Impact of time to surgery from injury on postoperative infection and deep vein thrombosis in periprosthetic knee fractures

Sung Ro Lee 1, Kevin Shrestha 1, Jackson Staggers 1, Peng Li 1, Sameer M Naranje 1,, Ashish Shah 1
PMCID: PMC6354129  PMID: 30583982

Abstract

Purpose

Periprosthetic fracture (PPF) is a serious complication that occurs in 0.3%–2.5% of all total knee arthroplasties used to treat end-stage arthritis. To our knowledge, there are no studies in the literature that evaluate the association between time to surgery after PPF and early postoperative infections or deep vein thrombosis (DVT). This study tests our hypothesis that delayed time to surgery increases rates of postoperative infection and DVT after PPF surgery.

Methods

Our study cohort included patients undergoing PPF surgery in the American College of Surgeons National Surgical Quality Improvement Program database (2006–2015). The patients were dichotomized based on time to surgery: group 1 with time ≤2 days and group 2 with time >2 days. A 2-by-2 contingency table and Fisher's exact test were used to evaluate the association between complications and time to surgery groups, and multivariate logistic regression was used to adjust for demographics and known risk factors.

Results

A total of 263 patients (80% females) with a mean age of 73.9 ± 12.0 years were identified receiving PPF surgery, among which 216 patients were in group 1 and 47 patients in group 2. Complications in group 1 included 3 (1.4%) superficial infections (SI), 1 (0.5%) organ space infection (OSI), 1 (0.5%) wound dehiscence (WD), and 4 (1.9%) deep vein thrombosis (DVT); while complications in group 2 included 1 (2.1%) SI, 1 (2.1%) OSI, 1 (2.1%) DVT, and no WD. No significant difference was detected in postoperative complications between the two groups. However, patients in group 2 were more likely (p = 0.0013) to receive blood transfusions (57.5%) than those in group 1 (32.4%).

Conclusion

Our study indicates patients with delayed time to surgery have higher chance to receive blood transfusions, but no significant difference in postoperative complications (SI, OSI, WD, or DVT) between the two groups.

Keywords: Total knee arthroplasty, Periprosthetic fracture, Knee, Arthroplasty, Postoperative wound infection, Deep vein thrombosis

Introduction

Since the late 1960s, total knee arthroplasty (TKA) has provided increased limb mobility, improved joint mobility, and adequate pain relief in patients with end-stage knee osteoarthritis.1, 2, 3 In the United States, more than 300,000 TKAs are performed each year; the per capita utilization of the procedure among Medicare beneficiaries is projected to increase nearly 300% by 2025.2, 4, 5 Periprosthetic fracture (PPF) is a serious complication of total knee arthroplasties (TKA) with significant morbidity and mortality.6, 7

PPFs most commonly result from low-energy mechanisms, such as falls, motor vehicle collisions, and seizures. Some risk factors include age, female sex, high activity level, corticosteroid therapy, decreased bone mineral density, rheumatoid arthritis, anterior femoral notching, component malpositioning, excessive bony resection, malalignment, osteolysis, and neurologic diseases (e.g. parkinsonism, poliomyelitis, cerebral palsy).1, 4, 5, 8, 9, 10, 11, 12, 13 Despite this, the prevalence of PPF remains relatively uncommon in patients who undergo TKAs, with only 0.3%–2.5% suffering supracondylar fractures, 1.5%–2.4% patellar fractures, and 0.4%–1.7% tibial fractures.1, 2, 4, 8, 10, 11, 14 However, the number of TKA-related PPFs are anticipated to increase as life expectancy, prevalence of obesity, and demand for TKA to include younger and older patients continue to rise.10, 12, 13, 15, 16

Surgical treatment of PPF continues to remain technically challenging. Short distal segment for fixation, significant intraoperative blood loss, and axial malalignment causing abnormal tibial-femoral angle may lead to non-union, mal-union, mechanical failure, limb shortening, and/or varus/valgus angulations.1, 4, 5, 9, 17, 18 In many cases, modified techniques of fracture fixation must be used to accommodate for poor bone quality caused by osteoporosis and osteopenia.2 These difficulties can lead to poor outcomes.

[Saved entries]
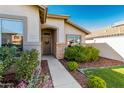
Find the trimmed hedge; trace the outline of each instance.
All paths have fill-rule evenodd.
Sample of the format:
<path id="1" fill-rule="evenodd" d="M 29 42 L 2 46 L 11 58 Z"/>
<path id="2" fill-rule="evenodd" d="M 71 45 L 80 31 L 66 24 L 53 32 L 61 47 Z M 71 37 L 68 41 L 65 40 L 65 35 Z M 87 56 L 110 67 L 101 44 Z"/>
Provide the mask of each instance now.
<path id="1" fill-rule="evenodd" d="M 78 68 L 78 63 L 75 61 L 70 61 L 67 63 L 67 67 L 71 71 L 75 71 Z"/>
<path id="2" fill-rule="evenodd" d="M 65 48 L 65 59 L 77 62 L 91 62 L 98 60 L 99 50 L 94 47 L 71 46 Z"/>
<path id="3" fill-rule="evenodd" d="M 18 80 L 31 80 L 32 74 L 38 65 L 38 51 L 35 49 L 22 52 L 16 60 L 16 78 Z"/>
<path id="4" fill-rule="evenodd" d="M 88 77 L 88 87 L 90 88 L 106 88 L 106 82 L 97 76 L 89 76 Z"/>

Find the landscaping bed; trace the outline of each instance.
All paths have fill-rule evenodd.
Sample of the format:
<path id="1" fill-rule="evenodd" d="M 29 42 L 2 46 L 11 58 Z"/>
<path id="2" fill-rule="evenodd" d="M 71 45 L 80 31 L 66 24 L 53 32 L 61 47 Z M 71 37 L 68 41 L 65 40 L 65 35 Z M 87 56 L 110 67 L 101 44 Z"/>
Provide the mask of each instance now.
<path id="1" fill-rule="evenodd" d="M 82 87 L 124 87 L 124 62 L 100 57 L 99 53 L 91 46 L 66 47 L 60 62 Z"/>
<path id="2" fill-rule="evenodd" d="M 124 65 L 124 62 L 100 57 L 97 61 L 80 63 L 79 68 L 107 67 L 120 65 Z"/>
<path id="3" fill-rule="evenodd" d="M 64 60 L 64 59 L 61 59 L 59 60 L 63 65 L 64 67 L 67 69 L 67 61 Z M 68 69 L 67 69 L 68 70 Z M 80 73 L 79 71 L 70 71 L 68 70 L 69 73 L 77 80 L 77 82 L 83 87 L 83 88 L 86 88 L 87 86 L 87 79 L 86 79 L 86 76 L 83 75 L 82 73 Z"/>
<path id="4" fill-rule="evenodd" d="M 41 61 L 41 80 L 39 81 L 39 88 L 53 88 L 52 77 L 48 67 L 47 60 Z"/>
<path id="5" fill-rule="evenodd" d="M 60 62 L 68 70 L 67 60 L 61 59 Z M 112 59 L 107 59 L 107 58 L 100 57 L 99 60 L 94 61 L 94 62 L 82 62 L 82 63 L 79 63 L 78 69 L 90 69 L 90 68 L 96 68 L 96 67 L 112 67 L 112 66 L 120 66 L 120 65 L 124 65 L 124 63 L 121 62 L 121 61 L 116 61 L 116 60 L 112 60 Z M 87 87 L 87 77 L 86 77 L 87 74 L 84 75 L 83 73 L 79 72 L 78 70 L 76 70 L 76 71 L 70 71 L 70 70 L 68 70 L 68 71 L 77 80 L 77 82 L 82 87 Z M 93 70 L 93 71 L 96 71 L 96 70 Z M 104 71 L 107 72 L 108 70 L 105 69 Z M 86 73 L 86 71 L 84 71 L 84 72 Z M 87 70 L 87 72 L 88 72 L 88 70 Z M 111 79 L 114 74 L 111 76 L 111 75 L 109 75 L 110 72 L 111 71 L 108 71 L 107 74 L 106 73 L 102 73 L 102 72 L 99 72 L 99 73 L 96 72 L 97 74 L 91 74 L 91 73 L 89 73 L 88 75 L 100 76 L 101 75 L 100 73 L 102 73 L 103 76 L 109 77 Z M 100 76 L 100 77 L 102 78 L 102 76 Z M 118 75 L 115 74 L 115 78 L 117 78 L 117 77 L 118 77 Z M 123 77 L 123 75 L 122 75 L 122 77 Z M 107 80 L 106 82 L 111 82 L 111 80 L 110 81 Z M 123 87 L 123 86 L 119 86 L 120 84 L 117 84 L 117 82 L 115 82 L 115 85 L 117 85 L 117 86 L 113 86 L 113 87 Z M 110 85 L 107 85 L 107 87 L 112 87 L 112 85 L 111 84 Z"/>
<path id="6" fill-rule="evenodd" d="M 105 80 L 107 88 L 124 88 L 124 66 L 82 70 L 87 76 L 95 75 Z"/>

▶ Your assignment
In the periprosthetic knee fracture study, what share of patients in group 2 received blood transfusions?

▶ Answer section
57.5%